WORK TO COMPLETE: Set out exactly, line by line, the stretch of data below that begins at the line containing "Query: glass light shade" and ends at the line containing "notation: point(466, 61).", with both ends kept.

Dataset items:
+++++

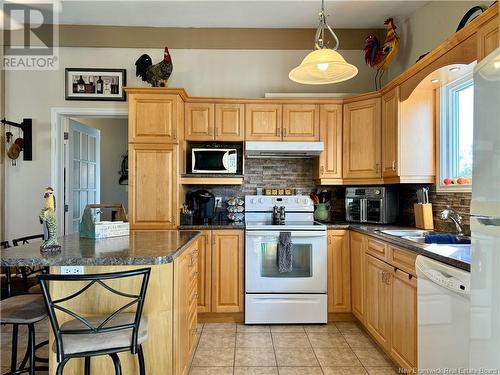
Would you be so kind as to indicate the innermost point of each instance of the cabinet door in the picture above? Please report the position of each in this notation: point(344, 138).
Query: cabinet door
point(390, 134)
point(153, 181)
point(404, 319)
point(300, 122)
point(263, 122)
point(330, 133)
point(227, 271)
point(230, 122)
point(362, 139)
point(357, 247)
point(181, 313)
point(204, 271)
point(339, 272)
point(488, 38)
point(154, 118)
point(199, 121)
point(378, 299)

+++++

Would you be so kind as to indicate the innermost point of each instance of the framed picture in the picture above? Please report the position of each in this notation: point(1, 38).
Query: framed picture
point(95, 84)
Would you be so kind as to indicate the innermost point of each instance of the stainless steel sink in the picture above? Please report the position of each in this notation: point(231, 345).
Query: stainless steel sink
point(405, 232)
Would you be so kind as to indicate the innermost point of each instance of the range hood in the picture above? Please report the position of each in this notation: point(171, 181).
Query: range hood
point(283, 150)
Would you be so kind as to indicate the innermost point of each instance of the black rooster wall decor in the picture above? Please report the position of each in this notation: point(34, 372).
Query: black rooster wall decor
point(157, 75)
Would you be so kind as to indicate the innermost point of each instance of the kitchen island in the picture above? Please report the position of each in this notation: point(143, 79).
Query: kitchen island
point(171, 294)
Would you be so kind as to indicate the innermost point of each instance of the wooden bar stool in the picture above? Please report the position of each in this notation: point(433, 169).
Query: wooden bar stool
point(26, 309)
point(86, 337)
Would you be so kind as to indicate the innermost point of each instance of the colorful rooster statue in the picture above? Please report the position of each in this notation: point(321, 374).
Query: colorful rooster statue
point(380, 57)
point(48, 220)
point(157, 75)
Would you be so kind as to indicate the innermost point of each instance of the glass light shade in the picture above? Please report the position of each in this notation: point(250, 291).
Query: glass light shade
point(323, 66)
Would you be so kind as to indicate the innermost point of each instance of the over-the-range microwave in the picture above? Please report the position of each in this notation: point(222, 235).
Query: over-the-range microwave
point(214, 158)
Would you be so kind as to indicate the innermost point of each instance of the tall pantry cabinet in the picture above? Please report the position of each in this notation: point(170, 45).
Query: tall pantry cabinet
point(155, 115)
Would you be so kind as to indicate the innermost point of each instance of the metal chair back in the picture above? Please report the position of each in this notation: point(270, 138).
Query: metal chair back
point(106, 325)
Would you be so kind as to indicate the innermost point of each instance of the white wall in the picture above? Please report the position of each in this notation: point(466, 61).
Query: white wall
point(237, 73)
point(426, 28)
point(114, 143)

+++++

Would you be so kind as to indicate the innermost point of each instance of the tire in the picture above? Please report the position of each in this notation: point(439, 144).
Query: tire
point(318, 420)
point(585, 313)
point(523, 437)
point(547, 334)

+++++

TASK OUTPUT:
Query: glass light shade
point(323, 66)
Would you be so kind as to indicate the innermost point of each instance of the over-the-range microwave in the picture above? Please report the position of each in this notation: point(222, 235).
Query: over-the-range microwave
point(214, 158)
Would you be so kind as to indicate the innermost point of each instance of the tall pantry cabinet in the picture above? Please report the position of each in this notation: point(170, 45).
Query: tall pantry cabinet
point(155, 115)
Would you be so kind as to indicate the innermost point of each instance of the metal chair back in the picture above? Please report the position of each in this notation: point(270, 138).
Query: metal chair back
point(106, 325)
Would you be so kind as to indicate the innermost point of each instance of the white wall in the picture above? Please report the position of each in this notation: point(466, 61).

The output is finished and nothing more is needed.